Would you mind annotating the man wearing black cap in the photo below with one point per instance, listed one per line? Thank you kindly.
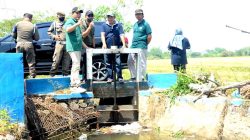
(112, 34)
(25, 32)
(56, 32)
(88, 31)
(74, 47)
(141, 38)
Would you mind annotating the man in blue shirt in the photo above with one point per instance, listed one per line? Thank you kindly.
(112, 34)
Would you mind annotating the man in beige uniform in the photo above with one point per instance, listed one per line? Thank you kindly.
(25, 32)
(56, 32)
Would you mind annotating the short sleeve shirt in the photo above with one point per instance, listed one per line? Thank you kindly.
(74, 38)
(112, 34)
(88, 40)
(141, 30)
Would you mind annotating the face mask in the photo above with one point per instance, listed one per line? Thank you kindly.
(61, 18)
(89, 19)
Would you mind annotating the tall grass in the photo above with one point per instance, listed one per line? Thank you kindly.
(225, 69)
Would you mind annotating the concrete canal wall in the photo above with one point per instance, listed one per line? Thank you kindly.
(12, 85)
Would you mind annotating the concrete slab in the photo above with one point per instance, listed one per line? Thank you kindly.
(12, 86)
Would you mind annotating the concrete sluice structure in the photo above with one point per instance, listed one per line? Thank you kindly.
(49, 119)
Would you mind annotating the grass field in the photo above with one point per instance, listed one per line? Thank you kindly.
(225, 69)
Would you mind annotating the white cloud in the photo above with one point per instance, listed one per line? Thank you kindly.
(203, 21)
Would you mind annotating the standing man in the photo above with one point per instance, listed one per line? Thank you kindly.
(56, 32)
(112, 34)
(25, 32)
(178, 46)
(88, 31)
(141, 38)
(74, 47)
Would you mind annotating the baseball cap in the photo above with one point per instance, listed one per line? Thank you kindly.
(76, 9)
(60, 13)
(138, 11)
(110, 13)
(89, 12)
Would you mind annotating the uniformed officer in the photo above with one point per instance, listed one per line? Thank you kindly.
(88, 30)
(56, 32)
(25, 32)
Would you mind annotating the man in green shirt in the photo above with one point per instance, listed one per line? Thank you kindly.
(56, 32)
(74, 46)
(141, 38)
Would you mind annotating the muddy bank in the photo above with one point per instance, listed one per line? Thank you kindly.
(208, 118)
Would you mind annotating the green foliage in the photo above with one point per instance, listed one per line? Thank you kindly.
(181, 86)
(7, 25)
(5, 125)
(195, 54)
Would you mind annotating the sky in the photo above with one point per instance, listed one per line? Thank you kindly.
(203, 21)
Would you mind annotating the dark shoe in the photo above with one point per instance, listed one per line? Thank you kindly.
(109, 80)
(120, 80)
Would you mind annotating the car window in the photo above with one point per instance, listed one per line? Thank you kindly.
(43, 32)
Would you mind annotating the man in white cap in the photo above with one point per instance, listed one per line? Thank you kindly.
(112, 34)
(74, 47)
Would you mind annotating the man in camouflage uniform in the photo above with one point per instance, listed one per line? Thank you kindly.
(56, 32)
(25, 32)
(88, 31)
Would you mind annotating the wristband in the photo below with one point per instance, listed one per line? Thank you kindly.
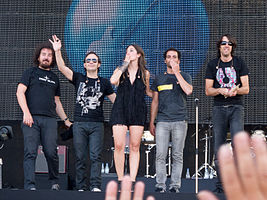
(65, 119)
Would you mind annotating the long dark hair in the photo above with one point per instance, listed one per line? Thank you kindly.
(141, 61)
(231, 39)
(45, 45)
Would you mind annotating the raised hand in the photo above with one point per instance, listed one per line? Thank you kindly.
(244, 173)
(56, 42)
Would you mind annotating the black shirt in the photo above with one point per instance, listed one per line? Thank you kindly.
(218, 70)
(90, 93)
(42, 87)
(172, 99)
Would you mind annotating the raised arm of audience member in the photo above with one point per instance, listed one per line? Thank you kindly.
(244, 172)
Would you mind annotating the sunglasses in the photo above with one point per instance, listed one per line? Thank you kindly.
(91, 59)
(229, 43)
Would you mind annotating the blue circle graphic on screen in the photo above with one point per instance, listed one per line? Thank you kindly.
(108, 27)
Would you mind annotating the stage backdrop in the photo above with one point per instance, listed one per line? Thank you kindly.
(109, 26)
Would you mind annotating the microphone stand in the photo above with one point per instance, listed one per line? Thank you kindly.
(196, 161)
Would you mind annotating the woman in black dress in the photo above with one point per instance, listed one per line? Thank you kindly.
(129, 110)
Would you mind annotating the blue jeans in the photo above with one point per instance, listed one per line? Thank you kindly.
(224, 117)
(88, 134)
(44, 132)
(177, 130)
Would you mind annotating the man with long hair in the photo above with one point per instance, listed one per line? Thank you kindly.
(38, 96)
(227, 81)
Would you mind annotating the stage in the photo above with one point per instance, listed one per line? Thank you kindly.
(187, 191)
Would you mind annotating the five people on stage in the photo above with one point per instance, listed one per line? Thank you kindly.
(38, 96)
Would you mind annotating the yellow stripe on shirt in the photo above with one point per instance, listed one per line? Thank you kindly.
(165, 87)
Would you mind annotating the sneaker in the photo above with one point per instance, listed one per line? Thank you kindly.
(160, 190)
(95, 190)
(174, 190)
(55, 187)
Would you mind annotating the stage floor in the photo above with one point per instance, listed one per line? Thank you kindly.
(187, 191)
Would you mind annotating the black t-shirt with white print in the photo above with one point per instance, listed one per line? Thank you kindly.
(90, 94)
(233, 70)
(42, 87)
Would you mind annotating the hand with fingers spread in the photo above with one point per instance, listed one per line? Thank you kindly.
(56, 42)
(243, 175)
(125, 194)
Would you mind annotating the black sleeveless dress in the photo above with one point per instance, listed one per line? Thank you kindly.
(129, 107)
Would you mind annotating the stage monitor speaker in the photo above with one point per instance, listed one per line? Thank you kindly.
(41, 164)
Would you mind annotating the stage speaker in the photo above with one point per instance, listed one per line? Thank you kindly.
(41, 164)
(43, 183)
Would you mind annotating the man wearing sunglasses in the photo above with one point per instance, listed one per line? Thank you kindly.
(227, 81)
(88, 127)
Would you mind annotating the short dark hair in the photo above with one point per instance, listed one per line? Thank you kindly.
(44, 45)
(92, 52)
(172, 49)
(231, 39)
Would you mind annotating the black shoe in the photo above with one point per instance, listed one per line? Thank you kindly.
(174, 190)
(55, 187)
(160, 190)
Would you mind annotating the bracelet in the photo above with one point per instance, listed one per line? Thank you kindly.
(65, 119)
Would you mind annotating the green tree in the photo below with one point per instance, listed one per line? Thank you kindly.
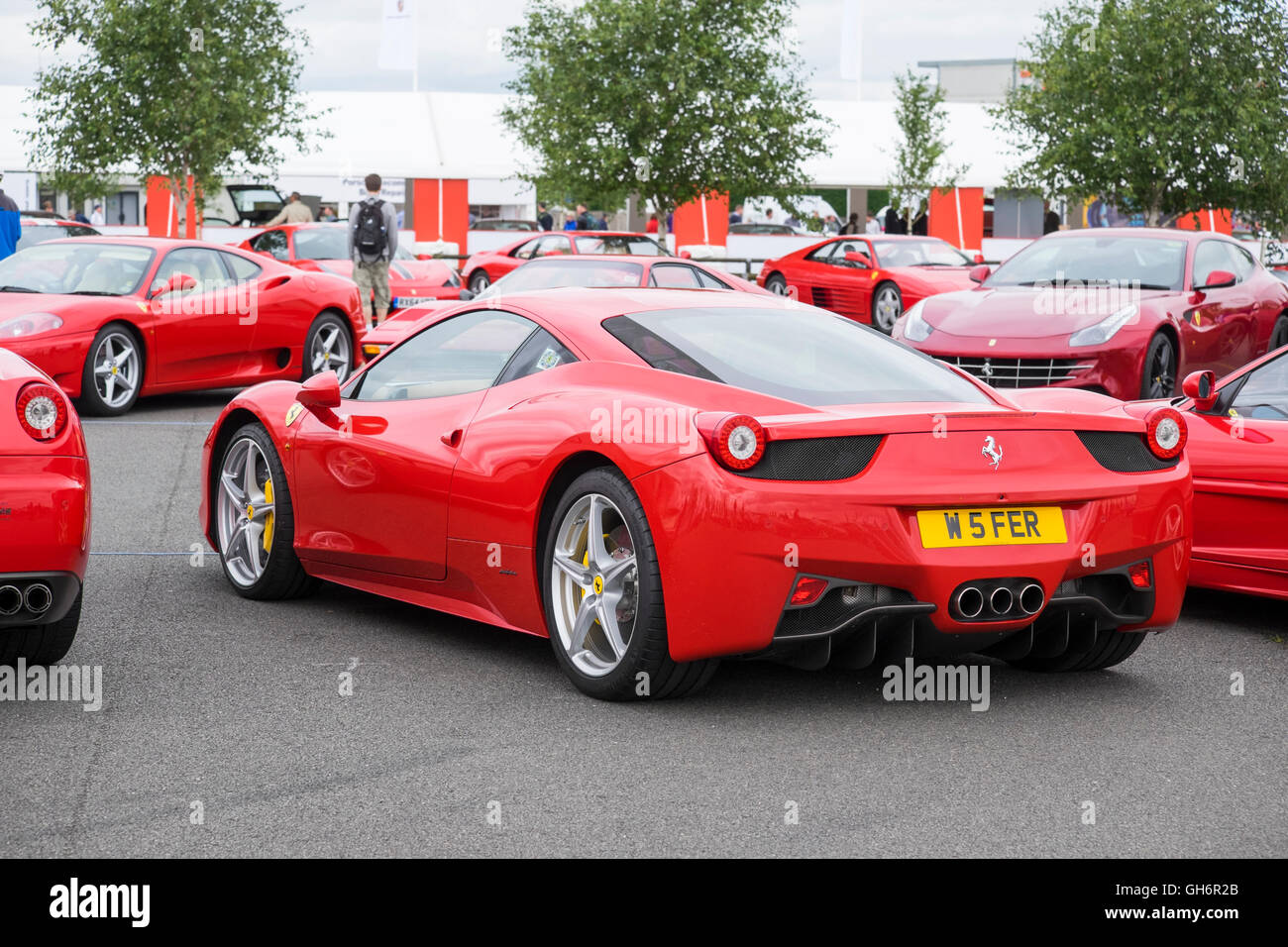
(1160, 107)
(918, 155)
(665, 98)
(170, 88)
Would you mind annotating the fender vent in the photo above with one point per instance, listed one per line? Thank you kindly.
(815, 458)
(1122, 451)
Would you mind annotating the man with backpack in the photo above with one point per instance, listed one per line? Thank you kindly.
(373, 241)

---

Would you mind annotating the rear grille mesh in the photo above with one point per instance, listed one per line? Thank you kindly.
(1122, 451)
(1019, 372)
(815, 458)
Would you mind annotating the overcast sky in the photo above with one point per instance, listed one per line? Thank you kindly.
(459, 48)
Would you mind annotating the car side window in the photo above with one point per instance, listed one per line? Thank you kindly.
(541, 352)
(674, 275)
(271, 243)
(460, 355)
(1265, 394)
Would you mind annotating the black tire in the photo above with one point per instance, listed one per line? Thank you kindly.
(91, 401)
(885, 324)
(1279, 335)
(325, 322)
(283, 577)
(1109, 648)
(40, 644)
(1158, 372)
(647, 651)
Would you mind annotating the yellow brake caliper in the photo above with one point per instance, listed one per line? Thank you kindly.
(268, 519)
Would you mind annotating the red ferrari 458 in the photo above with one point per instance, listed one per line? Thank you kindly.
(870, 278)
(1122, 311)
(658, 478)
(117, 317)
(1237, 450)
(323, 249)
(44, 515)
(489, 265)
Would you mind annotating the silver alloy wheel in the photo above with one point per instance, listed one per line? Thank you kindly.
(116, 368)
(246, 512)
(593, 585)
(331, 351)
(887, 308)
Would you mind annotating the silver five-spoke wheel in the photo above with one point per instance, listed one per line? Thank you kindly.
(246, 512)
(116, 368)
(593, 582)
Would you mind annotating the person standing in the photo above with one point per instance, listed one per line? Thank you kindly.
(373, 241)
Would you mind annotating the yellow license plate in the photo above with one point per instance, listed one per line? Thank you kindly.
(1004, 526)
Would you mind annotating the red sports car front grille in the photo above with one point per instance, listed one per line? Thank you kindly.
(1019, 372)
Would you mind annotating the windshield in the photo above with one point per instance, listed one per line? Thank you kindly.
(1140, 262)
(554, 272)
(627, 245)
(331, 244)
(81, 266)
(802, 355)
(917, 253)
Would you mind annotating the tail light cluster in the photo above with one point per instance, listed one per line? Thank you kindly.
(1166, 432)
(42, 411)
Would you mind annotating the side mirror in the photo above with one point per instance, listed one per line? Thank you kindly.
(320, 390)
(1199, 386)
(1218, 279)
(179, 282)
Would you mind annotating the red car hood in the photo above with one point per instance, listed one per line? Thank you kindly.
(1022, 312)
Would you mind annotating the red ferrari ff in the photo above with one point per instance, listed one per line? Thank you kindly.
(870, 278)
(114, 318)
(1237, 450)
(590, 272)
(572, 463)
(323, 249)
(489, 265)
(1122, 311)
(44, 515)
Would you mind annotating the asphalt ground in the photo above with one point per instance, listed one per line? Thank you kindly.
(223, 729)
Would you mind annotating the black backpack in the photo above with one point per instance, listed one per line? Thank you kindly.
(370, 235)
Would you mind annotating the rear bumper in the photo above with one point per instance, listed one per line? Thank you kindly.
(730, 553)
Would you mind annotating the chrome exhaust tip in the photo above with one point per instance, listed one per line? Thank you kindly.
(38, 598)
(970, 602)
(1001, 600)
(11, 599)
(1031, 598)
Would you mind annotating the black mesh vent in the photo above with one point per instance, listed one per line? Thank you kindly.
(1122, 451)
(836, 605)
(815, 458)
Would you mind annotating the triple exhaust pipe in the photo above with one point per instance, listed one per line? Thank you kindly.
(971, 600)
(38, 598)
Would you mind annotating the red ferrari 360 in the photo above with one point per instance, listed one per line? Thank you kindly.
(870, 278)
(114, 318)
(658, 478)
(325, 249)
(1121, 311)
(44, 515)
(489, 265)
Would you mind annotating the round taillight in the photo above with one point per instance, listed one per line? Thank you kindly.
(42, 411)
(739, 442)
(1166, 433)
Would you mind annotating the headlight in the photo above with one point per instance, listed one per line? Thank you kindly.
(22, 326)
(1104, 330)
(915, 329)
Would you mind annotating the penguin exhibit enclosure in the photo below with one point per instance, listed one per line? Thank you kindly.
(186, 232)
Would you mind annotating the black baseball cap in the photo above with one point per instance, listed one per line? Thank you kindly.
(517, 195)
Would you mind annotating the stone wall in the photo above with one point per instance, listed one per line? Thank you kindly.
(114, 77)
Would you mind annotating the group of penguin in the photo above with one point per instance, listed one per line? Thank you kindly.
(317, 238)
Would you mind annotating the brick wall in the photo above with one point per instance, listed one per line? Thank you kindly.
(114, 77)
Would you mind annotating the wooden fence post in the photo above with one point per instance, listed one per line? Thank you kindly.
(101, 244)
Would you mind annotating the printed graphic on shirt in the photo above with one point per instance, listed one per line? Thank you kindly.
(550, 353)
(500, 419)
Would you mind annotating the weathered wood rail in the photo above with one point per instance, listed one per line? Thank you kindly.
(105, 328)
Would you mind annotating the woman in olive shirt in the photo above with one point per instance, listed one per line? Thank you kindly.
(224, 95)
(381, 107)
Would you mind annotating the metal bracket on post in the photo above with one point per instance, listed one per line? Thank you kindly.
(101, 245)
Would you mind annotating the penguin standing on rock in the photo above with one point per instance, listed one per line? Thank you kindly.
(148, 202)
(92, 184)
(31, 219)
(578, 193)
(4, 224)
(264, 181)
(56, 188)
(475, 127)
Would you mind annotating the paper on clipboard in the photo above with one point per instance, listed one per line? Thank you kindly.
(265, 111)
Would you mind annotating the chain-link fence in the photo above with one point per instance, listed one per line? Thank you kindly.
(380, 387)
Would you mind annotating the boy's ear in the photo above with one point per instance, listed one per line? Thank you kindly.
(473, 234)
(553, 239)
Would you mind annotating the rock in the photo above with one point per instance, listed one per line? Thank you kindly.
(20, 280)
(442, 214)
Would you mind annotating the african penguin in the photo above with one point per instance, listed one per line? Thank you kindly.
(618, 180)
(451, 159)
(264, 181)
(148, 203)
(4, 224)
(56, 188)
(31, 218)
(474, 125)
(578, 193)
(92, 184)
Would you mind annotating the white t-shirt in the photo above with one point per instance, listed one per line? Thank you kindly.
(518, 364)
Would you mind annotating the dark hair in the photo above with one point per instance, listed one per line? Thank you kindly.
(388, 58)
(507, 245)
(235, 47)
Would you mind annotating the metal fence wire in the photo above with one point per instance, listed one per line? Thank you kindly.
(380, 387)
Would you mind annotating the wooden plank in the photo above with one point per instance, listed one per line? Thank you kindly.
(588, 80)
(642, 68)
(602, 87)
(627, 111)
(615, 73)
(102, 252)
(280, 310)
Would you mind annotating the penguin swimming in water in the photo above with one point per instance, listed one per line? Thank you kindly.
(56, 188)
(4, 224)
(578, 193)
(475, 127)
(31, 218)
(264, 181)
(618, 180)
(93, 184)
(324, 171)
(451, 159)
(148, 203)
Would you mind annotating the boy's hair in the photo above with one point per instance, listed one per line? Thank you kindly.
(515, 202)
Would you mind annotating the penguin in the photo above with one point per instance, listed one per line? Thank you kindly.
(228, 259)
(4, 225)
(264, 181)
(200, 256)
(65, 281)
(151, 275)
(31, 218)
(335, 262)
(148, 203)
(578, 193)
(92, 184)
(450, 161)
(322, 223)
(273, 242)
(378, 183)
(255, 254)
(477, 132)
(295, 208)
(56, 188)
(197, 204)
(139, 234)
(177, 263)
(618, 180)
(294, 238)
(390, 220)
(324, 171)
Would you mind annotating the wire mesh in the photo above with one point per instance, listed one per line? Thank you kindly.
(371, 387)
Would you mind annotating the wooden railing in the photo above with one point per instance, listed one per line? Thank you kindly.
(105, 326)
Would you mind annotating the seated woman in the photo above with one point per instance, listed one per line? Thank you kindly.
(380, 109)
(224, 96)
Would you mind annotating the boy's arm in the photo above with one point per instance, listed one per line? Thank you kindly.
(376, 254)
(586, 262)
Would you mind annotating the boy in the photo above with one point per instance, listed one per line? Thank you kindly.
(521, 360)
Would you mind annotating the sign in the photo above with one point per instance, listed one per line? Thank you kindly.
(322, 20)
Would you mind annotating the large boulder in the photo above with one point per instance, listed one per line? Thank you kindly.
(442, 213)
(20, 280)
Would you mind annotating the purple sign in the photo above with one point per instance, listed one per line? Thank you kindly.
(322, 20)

* * *

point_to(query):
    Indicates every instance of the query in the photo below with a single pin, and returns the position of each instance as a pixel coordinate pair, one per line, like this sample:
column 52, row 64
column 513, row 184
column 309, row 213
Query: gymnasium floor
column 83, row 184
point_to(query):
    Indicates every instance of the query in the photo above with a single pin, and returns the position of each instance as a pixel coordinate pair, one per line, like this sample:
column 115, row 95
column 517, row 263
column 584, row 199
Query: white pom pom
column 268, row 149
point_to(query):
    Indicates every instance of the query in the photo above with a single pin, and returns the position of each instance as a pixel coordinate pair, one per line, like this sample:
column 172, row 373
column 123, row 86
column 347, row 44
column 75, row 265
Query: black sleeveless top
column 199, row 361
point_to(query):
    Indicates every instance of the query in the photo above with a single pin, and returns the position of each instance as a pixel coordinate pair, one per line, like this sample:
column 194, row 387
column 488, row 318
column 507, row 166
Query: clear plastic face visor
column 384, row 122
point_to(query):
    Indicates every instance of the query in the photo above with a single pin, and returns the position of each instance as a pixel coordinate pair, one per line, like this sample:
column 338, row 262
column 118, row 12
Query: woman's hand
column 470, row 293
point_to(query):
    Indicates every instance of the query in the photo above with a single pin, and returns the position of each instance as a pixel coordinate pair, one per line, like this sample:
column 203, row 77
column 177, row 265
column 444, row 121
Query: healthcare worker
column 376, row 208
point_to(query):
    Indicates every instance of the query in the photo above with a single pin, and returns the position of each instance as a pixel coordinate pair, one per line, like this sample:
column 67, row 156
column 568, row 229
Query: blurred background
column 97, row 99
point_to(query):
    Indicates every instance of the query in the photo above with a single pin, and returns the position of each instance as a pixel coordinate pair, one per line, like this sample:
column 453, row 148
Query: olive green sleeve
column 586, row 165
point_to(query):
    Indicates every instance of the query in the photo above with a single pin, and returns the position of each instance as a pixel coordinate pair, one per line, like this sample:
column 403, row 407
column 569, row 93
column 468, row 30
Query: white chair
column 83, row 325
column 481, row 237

**EXERCISE GOAL**: Given the records above, return exactly the lines starting at the line containing "column 172, row 373" and ending at the line containing "column 468, row 30", including both.

**REPLY**:
column 172, row 373
column 123, row 86
column 347, row 44
column 75, row 265
Query: black sleeveless top
column 199, row 361
point_to(query):
    Indicates every instance of the query in the photo above with a single pin, and returns the position of each instance as a pixel coordinate pair, one per line, like this sample:
column 194, row 387
column 488, row 318
column 507, row 166
Query: clear plastic face visor
column 384, row 122
point_to(query):
    Indicates every instance of the query in the photo above with a single pin, and returns the position of each instance as a pixel coordinate pair, one per line, like this sample:
column 338, row 262
column 118, row 12
Query: woman's hand
column 470, row 293
point_to(query):
    Indicates every instance of the query in the photo above with a single pin, and returns the position of each instance as a pixel coordinate pair, one per line, like this sample:
column 203, row 77
column 177, row 265
column 444, row 121
Query: healthcare worker
column 376, row 208
point_to(query):
    Indicates every instance of the query in the photo above with a single pin, and returns the position of each instance as a pixel coordinate pair, one per line, like this sample:
column 67, row 156
column 568, row 229
Query: blurred background
column 97, row 99
point_to(query):
    Indicates every instance of the query in the photo above with a single pin, and returns the position of each instance as a pixel coordinate pair, one per line, like this sample:
column 453, row 148
Query: olive green sleeve
column 586, row 165
point_to(query):
    Indicates every instance of the query in the photo above with a single pin, and returns the position of each instance as a pixel coordinate pair, one per line, like this sample:
column 403, row 407
column 569, row 93
column 468, row 30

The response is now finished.